| WORK ORDER |
For the entries that follow, restate word for word the line containing "like point(253, 195)?", the line containing "like point(797, 427)?", and every line that lies between them.

| INPUT FOR THIS TASK |

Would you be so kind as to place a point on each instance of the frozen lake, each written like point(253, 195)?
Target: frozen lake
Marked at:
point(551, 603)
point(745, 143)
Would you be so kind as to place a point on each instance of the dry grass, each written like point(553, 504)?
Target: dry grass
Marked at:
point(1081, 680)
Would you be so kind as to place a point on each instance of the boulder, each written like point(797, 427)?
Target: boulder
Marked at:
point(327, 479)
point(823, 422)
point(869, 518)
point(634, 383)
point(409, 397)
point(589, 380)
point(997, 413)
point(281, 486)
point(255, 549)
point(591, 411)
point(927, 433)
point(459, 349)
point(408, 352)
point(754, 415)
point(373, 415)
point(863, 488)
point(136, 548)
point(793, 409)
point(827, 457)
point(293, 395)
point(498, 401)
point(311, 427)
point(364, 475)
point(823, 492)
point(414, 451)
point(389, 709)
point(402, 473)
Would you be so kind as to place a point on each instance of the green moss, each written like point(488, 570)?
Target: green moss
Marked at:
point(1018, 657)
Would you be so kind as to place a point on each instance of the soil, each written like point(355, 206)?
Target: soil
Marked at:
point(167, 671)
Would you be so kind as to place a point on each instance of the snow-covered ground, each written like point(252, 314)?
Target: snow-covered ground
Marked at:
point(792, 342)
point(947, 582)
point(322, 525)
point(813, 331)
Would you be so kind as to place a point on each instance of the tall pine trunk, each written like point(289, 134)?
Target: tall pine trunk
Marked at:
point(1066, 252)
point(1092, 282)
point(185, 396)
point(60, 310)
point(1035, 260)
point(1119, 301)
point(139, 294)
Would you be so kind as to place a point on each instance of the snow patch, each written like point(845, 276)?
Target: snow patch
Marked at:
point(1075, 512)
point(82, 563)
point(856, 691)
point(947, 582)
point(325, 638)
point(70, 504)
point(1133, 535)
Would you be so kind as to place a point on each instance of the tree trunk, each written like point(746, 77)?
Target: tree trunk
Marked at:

==

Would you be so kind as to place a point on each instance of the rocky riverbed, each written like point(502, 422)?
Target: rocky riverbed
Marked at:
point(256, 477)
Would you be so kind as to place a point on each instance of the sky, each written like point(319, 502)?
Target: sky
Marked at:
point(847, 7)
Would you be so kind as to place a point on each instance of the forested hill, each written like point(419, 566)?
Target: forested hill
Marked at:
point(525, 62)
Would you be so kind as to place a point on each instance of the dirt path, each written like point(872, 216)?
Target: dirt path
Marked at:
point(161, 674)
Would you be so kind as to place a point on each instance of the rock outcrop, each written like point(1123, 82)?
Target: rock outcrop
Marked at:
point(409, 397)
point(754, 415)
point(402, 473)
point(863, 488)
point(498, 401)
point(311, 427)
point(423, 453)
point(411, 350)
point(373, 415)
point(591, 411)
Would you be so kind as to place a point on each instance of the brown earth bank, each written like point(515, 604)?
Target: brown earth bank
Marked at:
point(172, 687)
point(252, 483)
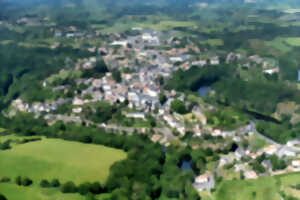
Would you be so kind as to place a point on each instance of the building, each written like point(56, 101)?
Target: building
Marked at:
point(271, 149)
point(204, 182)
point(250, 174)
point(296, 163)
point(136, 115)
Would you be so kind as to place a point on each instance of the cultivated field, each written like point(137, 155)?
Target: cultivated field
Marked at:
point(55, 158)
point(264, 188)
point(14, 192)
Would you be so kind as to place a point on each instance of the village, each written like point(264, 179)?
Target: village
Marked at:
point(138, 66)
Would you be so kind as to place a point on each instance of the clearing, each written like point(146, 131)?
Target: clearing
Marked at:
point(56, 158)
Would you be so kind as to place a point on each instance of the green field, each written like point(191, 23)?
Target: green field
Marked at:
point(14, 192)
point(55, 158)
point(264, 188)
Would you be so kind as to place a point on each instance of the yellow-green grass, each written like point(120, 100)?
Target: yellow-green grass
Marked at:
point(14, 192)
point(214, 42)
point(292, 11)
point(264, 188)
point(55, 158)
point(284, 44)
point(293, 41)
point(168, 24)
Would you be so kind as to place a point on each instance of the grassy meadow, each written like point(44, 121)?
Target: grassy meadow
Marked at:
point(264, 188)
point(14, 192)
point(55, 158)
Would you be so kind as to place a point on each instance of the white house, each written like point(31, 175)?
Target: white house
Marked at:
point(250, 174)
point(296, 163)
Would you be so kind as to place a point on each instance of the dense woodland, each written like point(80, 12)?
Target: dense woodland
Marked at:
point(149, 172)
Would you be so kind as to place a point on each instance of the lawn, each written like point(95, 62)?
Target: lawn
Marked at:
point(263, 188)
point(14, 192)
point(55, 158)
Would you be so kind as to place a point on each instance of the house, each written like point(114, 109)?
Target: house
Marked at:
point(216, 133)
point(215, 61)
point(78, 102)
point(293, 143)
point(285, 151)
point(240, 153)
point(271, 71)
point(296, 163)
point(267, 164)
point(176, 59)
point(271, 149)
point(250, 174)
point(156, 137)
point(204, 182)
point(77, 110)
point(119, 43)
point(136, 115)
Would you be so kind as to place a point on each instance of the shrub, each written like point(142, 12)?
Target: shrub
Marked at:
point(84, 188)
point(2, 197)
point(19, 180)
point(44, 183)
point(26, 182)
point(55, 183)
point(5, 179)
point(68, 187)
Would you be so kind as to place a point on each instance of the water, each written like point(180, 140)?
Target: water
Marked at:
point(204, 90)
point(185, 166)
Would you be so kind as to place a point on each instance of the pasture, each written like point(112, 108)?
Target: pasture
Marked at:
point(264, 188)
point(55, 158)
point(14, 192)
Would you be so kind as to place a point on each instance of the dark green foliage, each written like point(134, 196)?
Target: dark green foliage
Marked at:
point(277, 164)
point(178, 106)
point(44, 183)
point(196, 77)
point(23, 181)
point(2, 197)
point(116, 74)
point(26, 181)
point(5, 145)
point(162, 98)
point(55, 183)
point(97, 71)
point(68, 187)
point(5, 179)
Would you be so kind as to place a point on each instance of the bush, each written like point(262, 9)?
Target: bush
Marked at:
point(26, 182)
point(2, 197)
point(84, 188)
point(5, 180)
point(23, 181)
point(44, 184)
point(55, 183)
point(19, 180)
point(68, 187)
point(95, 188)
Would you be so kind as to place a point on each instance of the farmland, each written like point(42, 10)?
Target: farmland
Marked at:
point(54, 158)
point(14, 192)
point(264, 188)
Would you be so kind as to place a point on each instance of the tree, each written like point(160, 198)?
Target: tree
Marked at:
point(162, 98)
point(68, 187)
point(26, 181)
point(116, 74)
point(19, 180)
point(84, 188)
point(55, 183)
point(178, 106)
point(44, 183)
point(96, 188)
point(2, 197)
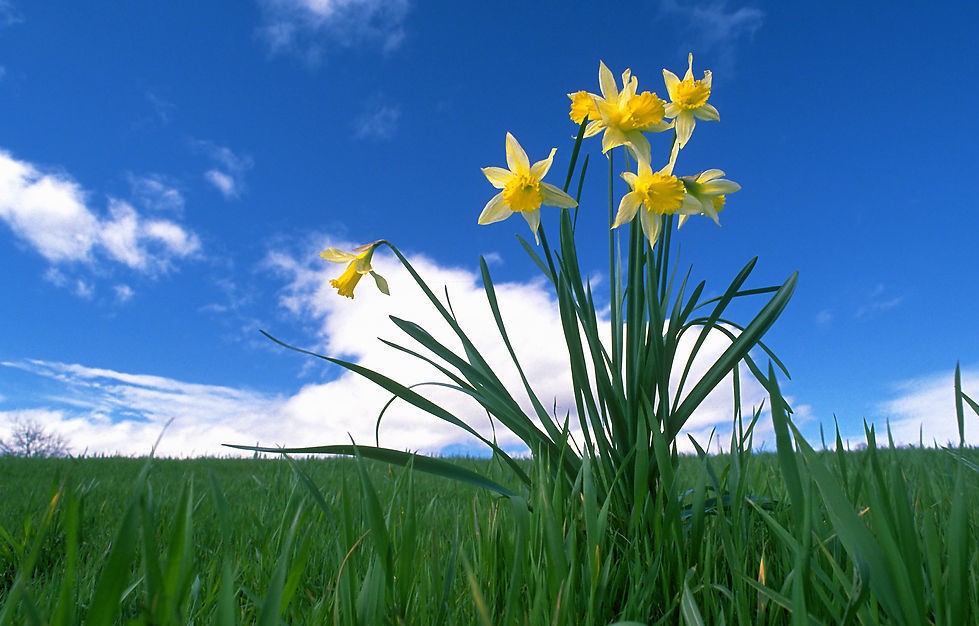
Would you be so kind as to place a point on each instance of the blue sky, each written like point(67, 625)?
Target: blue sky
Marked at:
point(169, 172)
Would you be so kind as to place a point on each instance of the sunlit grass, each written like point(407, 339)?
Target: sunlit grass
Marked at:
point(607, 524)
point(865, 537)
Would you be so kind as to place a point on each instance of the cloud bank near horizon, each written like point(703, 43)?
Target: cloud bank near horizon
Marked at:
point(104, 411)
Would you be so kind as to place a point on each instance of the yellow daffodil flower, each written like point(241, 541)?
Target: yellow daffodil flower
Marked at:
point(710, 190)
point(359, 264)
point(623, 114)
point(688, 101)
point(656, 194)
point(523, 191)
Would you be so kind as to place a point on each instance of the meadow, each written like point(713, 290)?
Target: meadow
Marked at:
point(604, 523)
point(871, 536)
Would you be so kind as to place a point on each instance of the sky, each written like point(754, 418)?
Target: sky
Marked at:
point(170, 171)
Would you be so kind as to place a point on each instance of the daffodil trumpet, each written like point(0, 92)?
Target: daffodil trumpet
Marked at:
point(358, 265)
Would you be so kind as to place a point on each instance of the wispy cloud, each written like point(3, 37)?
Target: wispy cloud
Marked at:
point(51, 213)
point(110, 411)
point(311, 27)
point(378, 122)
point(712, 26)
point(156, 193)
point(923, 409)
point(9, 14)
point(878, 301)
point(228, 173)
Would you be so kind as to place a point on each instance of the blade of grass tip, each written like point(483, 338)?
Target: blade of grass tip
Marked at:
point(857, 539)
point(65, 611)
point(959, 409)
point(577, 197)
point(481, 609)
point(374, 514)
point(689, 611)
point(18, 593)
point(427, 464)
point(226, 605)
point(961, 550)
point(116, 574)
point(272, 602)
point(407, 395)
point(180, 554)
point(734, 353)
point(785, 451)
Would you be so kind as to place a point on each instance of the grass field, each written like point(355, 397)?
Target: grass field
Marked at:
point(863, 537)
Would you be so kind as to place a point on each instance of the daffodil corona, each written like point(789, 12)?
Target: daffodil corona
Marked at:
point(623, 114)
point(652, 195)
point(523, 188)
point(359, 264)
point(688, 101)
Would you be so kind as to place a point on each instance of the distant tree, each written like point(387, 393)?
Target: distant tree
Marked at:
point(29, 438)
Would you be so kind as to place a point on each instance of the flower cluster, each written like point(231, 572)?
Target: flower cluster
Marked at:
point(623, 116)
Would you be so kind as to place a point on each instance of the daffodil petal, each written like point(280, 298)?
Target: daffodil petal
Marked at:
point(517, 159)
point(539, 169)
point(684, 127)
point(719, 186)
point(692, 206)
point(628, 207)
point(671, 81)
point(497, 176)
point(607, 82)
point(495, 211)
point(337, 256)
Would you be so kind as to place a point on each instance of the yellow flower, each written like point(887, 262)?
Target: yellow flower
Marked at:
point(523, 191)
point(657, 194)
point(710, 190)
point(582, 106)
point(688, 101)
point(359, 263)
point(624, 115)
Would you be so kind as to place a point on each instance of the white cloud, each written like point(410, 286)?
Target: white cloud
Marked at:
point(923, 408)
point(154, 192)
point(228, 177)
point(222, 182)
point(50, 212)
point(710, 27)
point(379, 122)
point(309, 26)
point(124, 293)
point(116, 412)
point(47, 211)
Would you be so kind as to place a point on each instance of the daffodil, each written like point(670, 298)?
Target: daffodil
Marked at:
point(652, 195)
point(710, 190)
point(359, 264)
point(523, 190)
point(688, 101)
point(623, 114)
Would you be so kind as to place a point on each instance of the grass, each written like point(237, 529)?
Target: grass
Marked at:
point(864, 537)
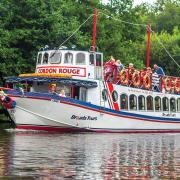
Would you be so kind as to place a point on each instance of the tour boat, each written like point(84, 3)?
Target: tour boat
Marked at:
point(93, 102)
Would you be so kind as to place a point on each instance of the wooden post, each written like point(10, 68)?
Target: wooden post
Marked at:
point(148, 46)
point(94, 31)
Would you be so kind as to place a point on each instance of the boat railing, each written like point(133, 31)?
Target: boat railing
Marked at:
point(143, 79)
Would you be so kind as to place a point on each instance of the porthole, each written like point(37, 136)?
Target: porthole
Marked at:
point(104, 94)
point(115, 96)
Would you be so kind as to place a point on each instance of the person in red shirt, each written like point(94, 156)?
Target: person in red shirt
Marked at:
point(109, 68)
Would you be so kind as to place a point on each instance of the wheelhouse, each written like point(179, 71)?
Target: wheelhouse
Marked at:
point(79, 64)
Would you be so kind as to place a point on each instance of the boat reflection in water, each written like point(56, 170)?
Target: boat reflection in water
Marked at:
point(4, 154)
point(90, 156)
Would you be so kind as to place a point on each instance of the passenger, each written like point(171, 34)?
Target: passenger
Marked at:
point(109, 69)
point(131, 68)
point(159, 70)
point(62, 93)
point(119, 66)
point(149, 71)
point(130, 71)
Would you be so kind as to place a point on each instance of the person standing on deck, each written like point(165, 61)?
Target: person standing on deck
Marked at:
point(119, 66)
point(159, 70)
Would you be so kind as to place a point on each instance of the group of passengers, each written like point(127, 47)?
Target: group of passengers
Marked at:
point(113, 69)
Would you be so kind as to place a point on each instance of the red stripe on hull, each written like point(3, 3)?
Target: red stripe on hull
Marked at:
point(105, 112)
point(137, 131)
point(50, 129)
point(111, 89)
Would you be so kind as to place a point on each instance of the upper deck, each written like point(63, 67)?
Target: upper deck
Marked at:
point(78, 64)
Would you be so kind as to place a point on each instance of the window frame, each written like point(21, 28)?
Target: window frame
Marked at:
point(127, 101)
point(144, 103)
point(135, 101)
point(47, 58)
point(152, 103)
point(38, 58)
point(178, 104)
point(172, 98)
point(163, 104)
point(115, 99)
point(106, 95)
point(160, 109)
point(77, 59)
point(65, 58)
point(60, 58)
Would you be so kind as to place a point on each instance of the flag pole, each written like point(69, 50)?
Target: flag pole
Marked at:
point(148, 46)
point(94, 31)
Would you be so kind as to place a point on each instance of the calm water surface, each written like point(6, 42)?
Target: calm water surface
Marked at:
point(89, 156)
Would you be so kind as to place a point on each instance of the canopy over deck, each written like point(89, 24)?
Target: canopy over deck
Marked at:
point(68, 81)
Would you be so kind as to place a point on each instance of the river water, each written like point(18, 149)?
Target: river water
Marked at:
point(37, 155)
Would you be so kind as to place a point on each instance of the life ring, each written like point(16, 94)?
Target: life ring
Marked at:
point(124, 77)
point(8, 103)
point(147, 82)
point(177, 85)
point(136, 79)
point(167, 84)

| REPLY TO THE TASK |
Would you be so kind as to place a point on each instance of the frozen lake, each written like point(253, 195)?
Target: frozen lake
Marked at:
point(551, 603)
point(745, 143)
Would you be so kind as to place a point on each instance of the dry grass, each written like point(553, 504)?
Target: dry grass
Marked at:
point(1081, 680)
Would you be so kind as to place a point on each instance of the boulder, each written like point(797, 427)?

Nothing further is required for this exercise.